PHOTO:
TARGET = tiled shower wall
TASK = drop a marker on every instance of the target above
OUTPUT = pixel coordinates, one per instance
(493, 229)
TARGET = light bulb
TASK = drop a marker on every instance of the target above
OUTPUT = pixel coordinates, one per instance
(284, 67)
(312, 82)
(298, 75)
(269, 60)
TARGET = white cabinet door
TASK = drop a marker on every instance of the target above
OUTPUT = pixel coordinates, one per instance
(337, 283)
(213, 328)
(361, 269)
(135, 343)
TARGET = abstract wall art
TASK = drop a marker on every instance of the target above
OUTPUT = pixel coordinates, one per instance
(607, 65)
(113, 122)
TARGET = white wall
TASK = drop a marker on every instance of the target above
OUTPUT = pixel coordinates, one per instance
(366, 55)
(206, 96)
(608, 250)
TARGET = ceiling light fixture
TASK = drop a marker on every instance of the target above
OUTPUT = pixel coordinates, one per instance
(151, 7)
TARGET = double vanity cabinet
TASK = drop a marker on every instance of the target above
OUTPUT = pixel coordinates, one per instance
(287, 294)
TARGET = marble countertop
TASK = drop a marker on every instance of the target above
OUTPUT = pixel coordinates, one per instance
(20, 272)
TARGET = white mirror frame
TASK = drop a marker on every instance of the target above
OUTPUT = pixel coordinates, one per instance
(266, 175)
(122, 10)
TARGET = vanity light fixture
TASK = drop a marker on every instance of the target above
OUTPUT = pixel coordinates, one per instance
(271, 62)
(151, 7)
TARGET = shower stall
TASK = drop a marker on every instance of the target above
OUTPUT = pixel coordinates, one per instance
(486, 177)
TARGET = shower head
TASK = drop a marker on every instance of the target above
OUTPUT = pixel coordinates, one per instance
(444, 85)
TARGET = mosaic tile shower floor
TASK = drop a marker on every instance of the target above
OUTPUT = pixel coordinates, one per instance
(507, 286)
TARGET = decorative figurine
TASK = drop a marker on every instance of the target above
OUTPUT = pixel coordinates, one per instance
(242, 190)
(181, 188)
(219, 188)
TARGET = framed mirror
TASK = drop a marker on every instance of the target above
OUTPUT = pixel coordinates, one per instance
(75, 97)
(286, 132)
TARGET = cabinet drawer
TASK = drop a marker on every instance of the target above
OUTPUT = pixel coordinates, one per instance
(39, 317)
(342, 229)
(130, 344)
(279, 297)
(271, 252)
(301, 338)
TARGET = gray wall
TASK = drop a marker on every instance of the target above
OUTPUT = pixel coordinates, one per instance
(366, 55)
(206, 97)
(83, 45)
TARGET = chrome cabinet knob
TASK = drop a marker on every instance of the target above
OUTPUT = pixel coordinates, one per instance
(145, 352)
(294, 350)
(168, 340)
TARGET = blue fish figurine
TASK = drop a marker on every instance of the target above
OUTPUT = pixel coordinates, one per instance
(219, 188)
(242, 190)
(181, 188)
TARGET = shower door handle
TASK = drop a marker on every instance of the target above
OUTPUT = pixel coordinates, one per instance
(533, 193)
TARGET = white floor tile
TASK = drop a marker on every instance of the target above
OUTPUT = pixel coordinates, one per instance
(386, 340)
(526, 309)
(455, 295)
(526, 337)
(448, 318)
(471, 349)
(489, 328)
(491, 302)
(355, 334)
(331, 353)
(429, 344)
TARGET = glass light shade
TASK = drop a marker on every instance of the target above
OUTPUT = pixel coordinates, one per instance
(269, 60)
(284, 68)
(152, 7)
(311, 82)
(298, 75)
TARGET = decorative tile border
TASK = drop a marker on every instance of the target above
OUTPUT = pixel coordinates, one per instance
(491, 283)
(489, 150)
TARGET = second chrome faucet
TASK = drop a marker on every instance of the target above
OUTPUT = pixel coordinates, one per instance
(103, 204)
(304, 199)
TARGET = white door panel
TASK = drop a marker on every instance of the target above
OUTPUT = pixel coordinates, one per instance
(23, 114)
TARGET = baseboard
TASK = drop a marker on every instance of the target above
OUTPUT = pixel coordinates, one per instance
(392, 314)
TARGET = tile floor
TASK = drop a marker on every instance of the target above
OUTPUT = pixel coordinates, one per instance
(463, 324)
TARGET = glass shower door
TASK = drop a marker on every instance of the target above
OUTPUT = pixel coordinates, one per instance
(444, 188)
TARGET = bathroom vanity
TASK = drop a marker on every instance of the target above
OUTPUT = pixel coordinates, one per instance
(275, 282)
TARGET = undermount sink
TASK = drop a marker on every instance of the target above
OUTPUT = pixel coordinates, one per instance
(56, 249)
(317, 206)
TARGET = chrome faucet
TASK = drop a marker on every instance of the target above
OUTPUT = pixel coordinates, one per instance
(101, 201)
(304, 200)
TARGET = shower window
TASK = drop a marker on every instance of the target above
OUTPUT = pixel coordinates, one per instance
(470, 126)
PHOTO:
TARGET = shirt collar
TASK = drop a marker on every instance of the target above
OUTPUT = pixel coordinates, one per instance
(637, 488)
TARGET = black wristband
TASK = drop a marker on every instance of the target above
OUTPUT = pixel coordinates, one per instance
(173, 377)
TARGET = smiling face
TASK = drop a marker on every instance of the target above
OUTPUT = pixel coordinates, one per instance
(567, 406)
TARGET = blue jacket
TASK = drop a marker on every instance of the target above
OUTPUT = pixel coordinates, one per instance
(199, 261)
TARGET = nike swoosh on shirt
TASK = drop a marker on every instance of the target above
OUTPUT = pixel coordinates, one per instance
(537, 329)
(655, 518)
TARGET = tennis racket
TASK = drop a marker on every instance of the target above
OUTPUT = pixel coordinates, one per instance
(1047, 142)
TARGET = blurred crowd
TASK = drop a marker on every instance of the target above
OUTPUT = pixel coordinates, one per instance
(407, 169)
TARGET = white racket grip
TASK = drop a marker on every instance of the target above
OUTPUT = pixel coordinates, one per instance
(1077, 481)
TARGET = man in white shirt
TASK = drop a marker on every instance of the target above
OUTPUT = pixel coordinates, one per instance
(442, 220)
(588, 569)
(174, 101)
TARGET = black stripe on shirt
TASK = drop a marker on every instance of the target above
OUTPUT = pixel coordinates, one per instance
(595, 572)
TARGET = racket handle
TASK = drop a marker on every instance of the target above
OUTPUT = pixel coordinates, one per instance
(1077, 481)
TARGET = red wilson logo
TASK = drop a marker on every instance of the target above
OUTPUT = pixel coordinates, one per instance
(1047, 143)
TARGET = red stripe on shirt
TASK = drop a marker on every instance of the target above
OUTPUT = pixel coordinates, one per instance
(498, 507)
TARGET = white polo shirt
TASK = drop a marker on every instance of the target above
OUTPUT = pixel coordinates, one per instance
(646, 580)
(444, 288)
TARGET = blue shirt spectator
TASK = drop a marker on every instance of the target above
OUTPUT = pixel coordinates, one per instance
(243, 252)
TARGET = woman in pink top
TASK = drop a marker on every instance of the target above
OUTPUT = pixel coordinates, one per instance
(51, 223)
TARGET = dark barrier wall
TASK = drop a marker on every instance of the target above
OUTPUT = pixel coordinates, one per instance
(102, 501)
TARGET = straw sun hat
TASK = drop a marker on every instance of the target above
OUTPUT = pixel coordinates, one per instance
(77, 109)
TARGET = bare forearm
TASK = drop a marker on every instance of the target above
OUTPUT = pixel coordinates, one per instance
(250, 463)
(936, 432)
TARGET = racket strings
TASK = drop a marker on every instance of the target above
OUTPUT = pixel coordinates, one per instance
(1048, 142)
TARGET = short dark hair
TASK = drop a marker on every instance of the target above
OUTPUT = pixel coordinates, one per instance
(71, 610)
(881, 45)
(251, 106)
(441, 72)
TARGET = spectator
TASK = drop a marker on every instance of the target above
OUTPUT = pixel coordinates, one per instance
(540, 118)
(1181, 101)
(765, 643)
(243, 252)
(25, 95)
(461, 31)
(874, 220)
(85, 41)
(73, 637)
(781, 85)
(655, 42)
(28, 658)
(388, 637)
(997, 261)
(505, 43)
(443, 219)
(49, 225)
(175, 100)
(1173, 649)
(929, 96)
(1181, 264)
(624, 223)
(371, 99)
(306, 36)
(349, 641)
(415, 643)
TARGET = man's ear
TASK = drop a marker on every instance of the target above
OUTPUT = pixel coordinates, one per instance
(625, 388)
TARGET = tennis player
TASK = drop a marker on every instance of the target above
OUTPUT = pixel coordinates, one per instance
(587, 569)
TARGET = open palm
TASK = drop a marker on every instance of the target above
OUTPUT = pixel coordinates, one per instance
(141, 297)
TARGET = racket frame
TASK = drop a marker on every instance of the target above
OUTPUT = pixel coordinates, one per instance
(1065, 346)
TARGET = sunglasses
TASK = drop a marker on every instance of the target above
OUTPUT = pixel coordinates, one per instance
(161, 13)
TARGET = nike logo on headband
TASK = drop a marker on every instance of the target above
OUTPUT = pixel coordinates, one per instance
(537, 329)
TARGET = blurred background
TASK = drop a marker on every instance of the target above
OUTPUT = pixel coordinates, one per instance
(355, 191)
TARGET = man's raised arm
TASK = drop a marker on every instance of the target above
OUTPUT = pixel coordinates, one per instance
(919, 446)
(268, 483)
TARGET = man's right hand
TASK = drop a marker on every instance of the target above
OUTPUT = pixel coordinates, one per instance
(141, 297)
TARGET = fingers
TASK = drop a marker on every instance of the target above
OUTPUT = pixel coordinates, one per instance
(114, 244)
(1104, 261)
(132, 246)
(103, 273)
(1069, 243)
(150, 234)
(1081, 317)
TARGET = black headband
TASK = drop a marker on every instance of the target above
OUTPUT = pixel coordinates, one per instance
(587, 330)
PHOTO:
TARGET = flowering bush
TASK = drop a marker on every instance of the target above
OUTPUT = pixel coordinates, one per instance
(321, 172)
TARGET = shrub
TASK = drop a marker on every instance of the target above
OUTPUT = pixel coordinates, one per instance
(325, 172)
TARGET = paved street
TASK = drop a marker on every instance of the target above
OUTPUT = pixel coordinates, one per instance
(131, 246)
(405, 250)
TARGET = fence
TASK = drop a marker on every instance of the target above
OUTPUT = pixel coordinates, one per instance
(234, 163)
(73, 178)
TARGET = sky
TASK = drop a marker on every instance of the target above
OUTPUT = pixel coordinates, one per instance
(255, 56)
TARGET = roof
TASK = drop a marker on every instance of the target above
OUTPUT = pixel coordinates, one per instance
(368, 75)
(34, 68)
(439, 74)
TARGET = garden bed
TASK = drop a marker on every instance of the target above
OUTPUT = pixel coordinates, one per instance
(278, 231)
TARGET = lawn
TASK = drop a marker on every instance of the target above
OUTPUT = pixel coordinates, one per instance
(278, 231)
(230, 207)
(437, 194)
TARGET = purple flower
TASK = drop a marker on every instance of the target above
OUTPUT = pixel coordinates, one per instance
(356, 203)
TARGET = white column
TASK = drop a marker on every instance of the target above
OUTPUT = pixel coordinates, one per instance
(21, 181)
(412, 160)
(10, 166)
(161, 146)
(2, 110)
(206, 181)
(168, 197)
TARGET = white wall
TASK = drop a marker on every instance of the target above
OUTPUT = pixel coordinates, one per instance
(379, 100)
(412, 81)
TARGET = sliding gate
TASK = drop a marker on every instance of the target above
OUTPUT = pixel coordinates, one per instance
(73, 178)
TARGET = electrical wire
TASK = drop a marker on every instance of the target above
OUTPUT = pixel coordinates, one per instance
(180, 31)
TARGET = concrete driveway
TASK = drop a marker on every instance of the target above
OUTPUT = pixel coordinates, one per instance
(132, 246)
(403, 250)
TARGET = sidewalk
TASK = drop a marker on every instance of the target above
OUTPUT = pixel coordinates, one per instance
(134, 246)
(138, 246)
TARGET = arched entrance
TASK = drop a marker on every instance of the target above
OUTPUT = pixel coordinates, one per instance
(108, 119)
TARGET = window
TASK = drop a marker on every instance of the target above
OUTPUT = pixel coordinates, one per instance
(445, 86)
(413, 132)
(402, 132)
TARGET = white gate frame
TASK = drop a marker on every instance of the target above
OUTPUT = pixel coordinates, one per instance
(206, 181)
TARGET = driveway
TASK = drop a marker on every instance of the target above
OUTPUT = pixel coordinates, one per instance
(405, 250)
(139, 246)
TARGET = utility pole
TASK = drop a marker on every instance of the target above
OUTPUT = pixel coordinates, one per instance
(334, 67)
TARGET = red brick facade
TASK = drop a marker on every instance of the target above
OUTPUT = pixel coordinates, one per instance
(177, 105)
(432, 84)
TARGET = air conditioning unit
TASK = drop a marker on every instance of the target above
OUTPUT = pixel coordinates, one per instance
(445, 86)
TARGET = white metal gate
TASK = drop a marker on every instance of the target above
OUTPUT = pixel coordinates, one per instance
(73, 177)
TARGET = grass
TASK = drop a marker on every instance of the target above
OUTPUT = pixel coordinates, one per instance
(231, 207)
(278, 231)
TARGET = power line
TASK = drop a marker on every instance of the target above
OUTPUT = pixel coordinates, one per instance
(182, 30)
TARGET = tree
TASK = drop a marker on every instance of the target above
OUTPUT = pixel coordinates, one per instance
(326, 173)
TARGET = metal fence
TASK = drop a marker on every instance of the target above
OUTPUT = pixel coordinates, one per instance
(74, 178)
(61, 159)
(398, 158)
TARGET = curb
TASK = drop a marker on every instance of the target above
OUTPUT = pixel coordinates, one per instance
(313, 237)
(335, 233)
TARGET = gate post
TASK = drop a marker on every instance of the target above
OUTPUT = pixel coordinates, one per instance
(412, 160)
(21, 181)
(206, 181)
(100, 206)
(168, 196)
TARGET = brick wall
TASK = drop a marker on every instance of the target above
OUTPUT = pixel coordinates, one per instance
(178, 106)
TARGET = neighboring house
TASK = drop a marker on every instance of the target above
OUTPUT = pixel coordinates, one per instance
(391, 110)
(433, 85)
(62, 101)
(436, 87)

· · · ·

### TO DO
Retype the data above word for word, starting with the line that contains "TARGET = curb" and continuing through the last line of the data.

### ANSWER TO THIS EXERCISE
TARGET = curb
TASK = drop a marker on every instance of the target above
OUTPUT = pixel coordinates, one per instance
(313, 237)
(335, 233)
TARGET = gate post
TASK = drop a marker on every instance of the target above
OUTPUT = pixel coordinates, one per instance
(412, 160)
(21, 181)
(206, 181)
(100, 206)
(168, 196)
TARGET = brick wall
TASK = drop a marker on every instance of the target above
OUTPUT = pixel coordinates, one per instance
(178, 106)
TARGET = neighboring house
TASK = drop a marker on every instance of the target above
OUTPUT = pixel coordinates, one per instance
(391, 110)
(433, 85)
(62, 101)
(436, 87)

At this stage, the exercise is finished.